═══ TEXTO CITADO

Nunca escribo pensando en los actores, y suele ser en el casting donde empieza el problema: cuando tengo que darle un cuerpo, una voz, a esos personajes que tengo en mente de una forma muy vaga. Pensé rápidamente en una actriz con la categoría y veteranía de Catherine Frot para interpretar a Martine, principalmente por su ingenuidad, su calidad infantil. Pero dudé en pedírselo porque siempre tengo miedo de que, a través de una actriz tan conocida –a quien hemos visto en tantos papeles–, sea difícil verla en un nuevo personaje creíble. Pero tan pronto como di el paso y conocí a Catherine todo fue sobre ruedas. Ensayamos, y Catherine encajó perfectamente en el mundo de la película. Muy rápidamente creí en su personaje.

══════
═══ EXTRACTOS DEL MATERIAL

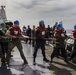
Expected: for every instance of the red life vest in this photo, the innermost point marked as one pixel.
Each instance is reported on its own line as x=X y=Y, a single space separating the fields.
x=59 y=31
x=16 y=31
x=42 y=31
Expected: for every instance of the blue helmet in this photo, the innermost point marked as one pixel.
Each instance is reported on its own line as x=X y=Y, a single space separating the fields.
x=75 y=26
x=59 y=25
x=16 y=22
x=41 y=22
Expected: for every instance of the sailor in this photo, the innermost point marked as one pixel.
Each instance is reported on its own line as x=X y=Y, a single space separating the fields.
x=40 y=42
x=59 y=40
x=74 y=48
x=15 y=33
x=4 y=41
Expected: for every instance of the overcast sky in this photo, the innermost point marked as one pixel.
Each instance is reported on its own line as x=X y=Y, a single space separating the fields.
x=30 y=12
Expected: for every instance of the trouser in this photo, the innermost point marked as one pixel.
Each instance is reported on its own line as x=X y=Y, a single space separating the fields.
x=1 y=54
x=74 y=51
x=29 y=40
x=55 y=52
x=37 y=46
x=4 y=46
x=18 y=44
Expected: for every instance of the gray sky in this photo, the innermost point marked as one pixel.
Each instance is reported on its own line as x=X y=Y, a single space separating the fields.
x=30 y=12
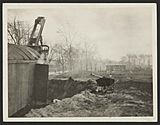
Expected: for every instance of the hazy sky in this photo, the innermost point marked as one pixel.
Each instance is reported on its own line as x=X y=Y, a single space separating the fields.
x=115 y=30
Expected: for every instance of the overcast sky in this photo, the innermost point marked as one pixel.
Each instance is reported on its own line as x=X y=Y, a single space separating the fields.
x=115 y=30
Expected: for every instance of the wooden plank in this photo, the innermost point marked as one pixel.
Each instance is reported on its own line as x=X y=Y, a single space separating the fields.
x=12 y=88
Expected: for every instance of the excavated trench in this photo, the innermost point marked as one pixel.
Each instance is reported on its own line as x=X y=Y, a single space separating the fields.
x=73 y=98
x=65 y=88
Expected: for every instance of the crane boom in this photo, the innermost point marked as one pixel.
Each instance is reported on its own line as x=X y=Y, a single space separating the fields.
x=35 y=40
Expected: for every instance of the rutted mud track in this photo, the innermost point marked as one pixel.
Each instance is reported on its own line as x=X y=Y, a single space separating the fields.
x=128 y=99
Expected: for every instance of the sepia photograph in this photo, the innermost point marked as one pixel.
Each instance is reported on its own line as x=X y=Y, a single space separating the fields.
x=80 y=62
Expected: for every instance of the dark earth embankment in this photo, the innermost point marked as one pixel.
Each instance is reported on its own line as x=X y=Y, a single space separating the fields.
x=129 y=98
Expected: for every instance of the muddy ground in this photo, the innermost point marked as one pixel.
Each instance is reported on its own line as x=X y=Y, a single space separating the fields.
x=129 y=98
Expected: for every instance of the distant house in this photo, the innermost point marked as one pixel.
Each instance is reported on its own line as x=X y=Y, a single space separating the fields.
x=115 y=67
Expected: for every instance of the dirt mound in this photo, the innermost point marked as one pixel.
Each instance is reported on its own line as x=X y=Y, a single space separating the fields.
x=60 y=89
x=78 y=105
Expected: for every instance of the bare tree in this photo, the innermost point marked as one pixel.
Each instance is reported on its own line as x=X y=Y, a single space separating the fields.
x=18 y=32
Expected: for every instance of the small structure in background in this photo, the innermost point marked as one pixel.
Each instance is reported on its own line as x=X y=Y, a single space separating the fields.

══════
═══ EXTRACTOS DEL MATERIAL

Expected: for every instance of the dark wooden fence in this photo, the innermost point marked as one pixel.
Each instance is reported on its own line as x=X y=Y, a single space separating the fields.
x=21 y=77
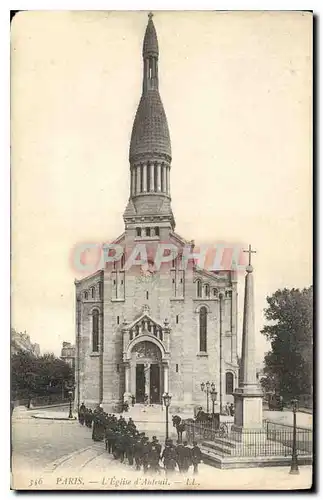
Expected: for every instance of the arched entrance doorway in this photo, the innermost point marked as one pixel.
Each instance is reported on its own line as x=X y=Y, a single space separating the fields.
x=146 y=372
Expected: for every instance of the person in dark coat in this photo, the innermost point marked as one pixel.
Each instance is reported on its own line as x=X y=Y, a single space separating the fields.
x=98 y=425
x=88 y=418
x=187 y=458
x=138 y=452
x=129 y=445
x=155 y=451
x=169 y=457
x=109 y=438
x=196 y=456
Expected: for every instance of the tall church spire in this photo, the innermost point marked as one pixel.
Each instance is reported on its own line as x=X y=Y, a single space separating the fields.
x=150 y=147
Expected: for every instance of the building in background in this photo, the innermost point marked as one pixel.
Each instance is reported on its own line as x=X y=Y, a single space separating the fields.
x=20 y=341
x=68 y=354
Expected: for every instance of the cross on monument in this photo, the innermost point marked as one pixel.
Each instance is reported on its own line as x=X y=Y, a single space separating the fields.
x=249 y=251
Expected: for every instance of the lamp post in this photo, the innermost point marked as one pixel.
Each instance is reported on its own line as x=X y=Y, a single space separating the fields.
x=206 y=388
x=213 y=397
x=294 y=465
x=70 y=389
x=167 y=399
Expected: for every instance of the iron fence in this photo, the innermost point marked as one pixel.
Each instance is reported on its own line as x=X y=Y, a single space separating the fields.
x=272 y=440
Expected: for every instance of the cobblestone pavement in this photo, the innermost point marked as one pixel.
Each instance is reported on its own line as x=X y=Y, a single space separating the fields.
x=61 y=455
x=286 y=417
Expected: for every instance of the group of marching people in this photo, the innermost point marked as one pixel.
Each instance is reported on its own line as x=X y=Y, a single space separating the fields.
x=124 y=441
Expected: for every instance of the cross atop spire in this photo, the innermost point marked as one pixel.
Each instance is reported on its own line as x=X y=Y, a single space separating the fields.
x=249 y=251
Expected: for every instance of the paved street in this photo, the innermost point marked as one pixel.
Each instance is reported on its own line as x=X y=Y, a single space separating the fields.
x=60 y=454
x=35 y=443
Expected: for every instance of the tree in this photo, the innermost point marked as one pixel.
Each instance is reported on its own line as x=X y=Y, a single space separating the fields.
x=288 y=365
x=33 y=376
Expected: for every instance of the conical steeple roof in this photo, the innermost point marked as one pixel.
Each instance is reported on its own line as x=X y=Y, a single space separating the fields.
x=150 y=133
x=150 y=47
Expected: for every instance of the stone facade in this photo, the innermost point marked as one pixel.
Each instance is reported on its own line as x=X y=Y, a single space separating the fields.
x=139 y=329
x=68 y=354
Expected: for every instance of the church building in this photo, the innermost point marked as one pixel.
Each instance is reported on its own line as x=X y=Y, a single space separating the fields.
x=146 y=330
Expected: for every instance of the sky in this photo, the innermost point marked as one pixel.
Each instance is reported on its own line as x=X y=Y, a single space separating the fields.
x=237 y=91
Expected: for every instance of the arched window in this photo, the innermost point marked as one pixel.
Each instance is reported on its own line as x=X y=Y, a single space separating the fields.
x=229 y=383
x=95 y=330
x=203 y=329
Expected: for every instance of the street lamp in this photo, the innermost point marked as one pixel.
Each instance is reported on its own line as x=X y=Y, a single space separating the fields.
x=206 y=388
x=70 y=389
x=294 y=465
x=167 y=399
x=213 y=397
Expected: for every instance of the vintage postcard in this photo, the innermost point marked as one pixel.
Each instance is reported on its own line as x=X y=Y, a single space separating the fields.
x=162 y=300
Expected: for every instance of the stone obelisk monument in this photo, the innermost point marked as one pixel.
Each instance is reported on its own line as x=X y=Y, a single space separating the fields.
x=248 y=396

══════

# [TAREAS A REALIZAR]
1/ Según el texto sobre el casting de Catherine Frot, ¿qué rasgos de la actriz fueron la razón principal para pensar en ella para el papel de Martine?
2/ Prolonga el texto sobre el casting de Catherine Frot a partir de su última frase.

# [RESPUESTAS FINALES]
1/ Su ingenuidad, su calidad infantil.

2/
En la parte final de la entrevista, inevitablemente surge una reflexión sobre el difícil balance moralidad-inmoralidad consustancial al ser humano, un tema especialmente interesante para Alain Guiraudie: «Las películas que me interesan buscan desafiar el orden establecido; observan y muestran el mundo desde un ángulo único. Y aquí he elegido cuestionar o sacudir algunas reglas morales establecidas, particularmente en la cuestión de la culpa, el remordimiento, el perdón y, por supuesto, hasta dónde puede (o debe) llegar el amor al prójimo. Son preguntas que creemos haber resuelto de una vez por todas, pero no creo que lo hayamos hecho. ¿Deberían los asesinos ser encarcelados? ¿Somos realmente inocentes de los desastres del mundo? Y estas preguntas (y giros) son, en cierto modo, respondidas por el personaje del sacerdote. De hecho, él se hace cargo de mi propio cuestionamiento, de mi propia reflexión. Misericordia no da realmente respuestas, pero espero que estas preguntas y estas inquietudes resuenen en los espectadores».